* [DATASET EXCERPTS]:
'''
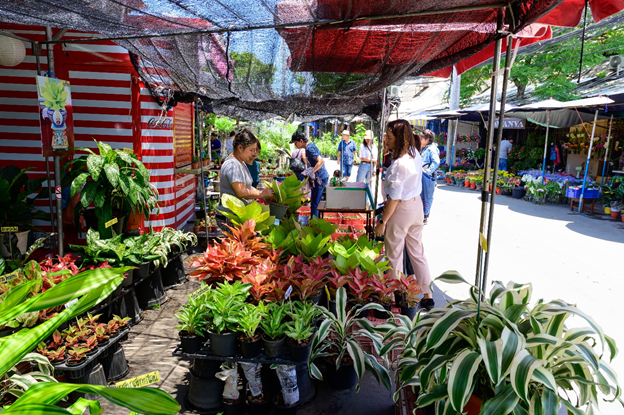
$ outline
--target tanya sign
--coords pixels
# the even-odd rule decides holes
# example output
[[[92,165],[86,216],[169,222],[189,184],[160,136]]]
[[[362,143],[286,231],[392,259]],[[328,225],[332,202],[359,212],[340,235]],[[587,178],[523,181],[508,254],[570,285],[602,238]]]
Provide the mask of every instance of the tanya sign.
[[[494,120],[494,128],[498,128],[498,117]],[[524,130],[526,128],[526,120],[522,118],[503,118],[504,130]]]
[[[74,154],[74,117],[69,82],[37,77],[41,148],[44,157]]]

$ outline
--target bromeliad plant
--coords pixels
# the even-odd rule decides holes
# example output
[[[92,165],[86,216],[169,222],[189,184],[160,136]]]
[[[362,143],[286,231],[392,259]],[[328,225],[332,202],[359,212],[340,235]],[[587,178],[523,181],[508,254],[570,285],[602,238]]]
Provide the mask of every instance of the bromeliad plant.
[[[375,328],[365,318],[357,319],[360,314],[366,315],[368,310],[385,311],[379,304],[367,304],[360,308],[351,308],[347,312],[347,291],[344,287],[336,293],[336,315],[326,308],[321,308],[325,320],[312,338],[312,352],[308,361],[310,374],[319,380],[323,375],[314,363],[317,358],[326,357],[336,362],[336,369],[350,359],[358,378],[356,391],[359,391],[359,380],[364,376],[366,369],[370,370],[378,382],[381,382],[388,390],[391,389],[392,381],[385,358],[384,363],[379,363],[377,358],[366,353],[357,338],[364,336],[370,339],[376,352],[381,349],[383,336],[375,331]],[[358,330],[357,327],[360,327]]]
[[[454,271],[437,281],[468,284]],[[596,413],[598,391],[621,402],[607,362],[618,352],[614,340],[565,301],[530,305],[531,293],[531,284],[495,281],[486,297],[471,286],[467,300],[389,323],[381,353],[404,349],[402,387],[415,387],[417,406],[435,404],[440,414],[461,412],[472,394],[483,401],[481,415],[550,415],[561,404],[571,414]],[[567,327],[572,316],[589,327]]]
[[[284,336],[284,318],[286,317],[286,305],[269,303],[263,310],[263,318],[260,321],[262,331],[269,340],[279,340]]]
[[[208,330],[217,334],[236,332],[250,288],[240,281],[218,284],[205,303]]]
[[[273,199],[275,203],[288,206],[290,213],[295,213],[301,207],[301,198],[306,193],[301,191],[308,179],[299,181],[297,176],[292,175],[286,177],[281,183],[277,180],[264,182],[267,187],[273,189]]]
[[[50,215],[35,209],[35,199],[47,198],[48,188],[42,187],[46,178],[28,179],[26,172],[14,165],[0,169],[0,225],[17,226],[20,231],[37,229],[33,219],[50,220]],[[29,197],[35,195],[34,197]],[[8,234],[7,234],[8,235]],[[8,239],[8,236],[7,236]]]
[[[242,333],[244,341],[252,342],[260,338],[258,327],[260,326],[260,321],[262,321],[262,311],[264,308],[262,303],[258,306],[245,304],[240,310],[238,328]]]
[[[230,219],[234,226],[242,226],[248,220],[253,220],[256,223],[256,232],[264,232],[275,224],[275,216],[271,216],[268,205],[261,205],[256,201],[245,205],[239,198],[226,194],[221,197],[221,203],[230,211],[219,212]]]

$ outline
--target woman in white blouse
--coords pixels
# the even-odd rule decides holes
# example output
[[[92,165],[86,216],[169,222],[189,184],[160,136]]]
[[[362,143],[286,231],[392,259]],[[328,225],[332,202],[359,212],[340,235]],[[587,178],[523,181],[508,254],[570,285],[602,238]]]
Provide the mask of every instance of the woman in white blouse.
[[[424,298],[421,307],[431,310],[431,274],[422,243],[423,204],[422,159],[420,142],[414,140],[409,122],[395,120],[386,128],[386,144],[392,151],[392,164],[386,172],[384,191],[388,196],[382,218],[375,234],[384,235],[386,256],[392,266],[392,276],[397,278],[403,270],[403,248],[407,248],[414,274],[422,285]]]
[[[368,183],[371,175],[375,175],[375,167],[377,166],[377,149],[373,144],[373,132],[366,130],[364,133],[364,142],[360,146],[360,166],[357,172],[357,182]]]

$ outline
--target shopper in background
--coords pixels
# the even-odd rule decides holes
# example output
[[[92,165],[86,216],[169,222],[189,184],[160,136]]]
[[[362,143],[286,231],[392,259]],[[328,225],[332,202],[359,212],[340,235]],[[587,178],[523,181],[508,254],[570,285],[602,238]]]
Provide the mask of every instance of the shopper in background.
[[[431,130],[424,130],[420,136],[414,137],[420,140],[422,148],[420,157],[422,157],[422,193],[420,197],[423,202],[423,210],[425,214],[424,223],[427,223],[429,213],[431,212],[431,204],[433,203],[433,193],[436,188],[436,170],[440,165],[440,150],[433,142],[435,134]]]
[[[509,157],[509,151],[513,147],[513,142],[513,137],[501,141],[500,149],[498,150],[498,170],[507,171],[509,168],[507,159]]]
[[[210,136],[210,151],[217,153],[217,156],[221,157],[221,141],[217,138],[217,133],[212,133]]]
[[[422,243],[423,204],[420,198],[422,190],[422,159],[420,142],[414,140],[414,133],[406,120],[388,123],[386,144],[392,151],[392,164],[386,172],[384,190],[388,197],[375,234],[384,235],[386,256],[390,261],[391,275],[398,278],[398,271],[403,270],[403,248],[414,268],[414,274],[422,285],[424,293],[421,307],[428,310],[434,306],[431,296],[431,274],[425,258]]]
[[[342,132],[342,141],[338,144],[338,163],[340,163],[340,170],[345,182],[348,182],[351,176],[356,151],[357,145],[351,140],[349,130],[344,130]]]
[[[260,141],[258,141],[258,147],[253,150],[253,161],[251,163],[245,162],[247,170],[249,170],[249,174],[251,175],[251,187],[258,187],[258,184],[260,184],[260,162],[256,160],[258,154],[260,154],[260,150],[262,150],[262,146],[260,145]]]
[[[308,177],[308,183],[311,189],[310,214],[318,217],[318,206],[323,197],[323,190],[327,186],[327,181],[329,180],[329,173],[327,173],[327,169],[325,168],[325,160],[323,160],[321,152],[316,144],[308,141],[306,136],[302,133],[298,131],[294,133],[290,142],[297,148],[305,149],[308,168],[303,171],[303,175]]]
[[[377,169],[377,149],[373,144],[373,132],[366,130],[364,141],[360,146],[360,166],[357,172],[357,182],[369,183],[371,177],[375,175]]]
[[[232,151],[234,151],[234,137],[235,136],[236,136],[236,131],[232,130],[230,131],[230,138],[225,140],[225,157],[229,156],[230,154],[232,154]]]

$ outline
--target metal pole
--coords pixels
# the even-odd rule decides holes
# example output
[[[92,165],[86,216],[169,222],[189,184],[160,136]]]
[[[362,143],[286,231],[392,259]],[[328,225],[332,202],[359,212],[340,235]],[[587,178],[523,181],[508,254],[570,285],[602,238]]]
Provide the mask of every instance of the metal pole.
'''
* [YOUR ASSIGNMENT]:
Go through the entries above and copy each line with "metal" in it.

* [ANSWER FOR THE TASK]:
--target metal pole
Provide the mask of every instance of the metal pole.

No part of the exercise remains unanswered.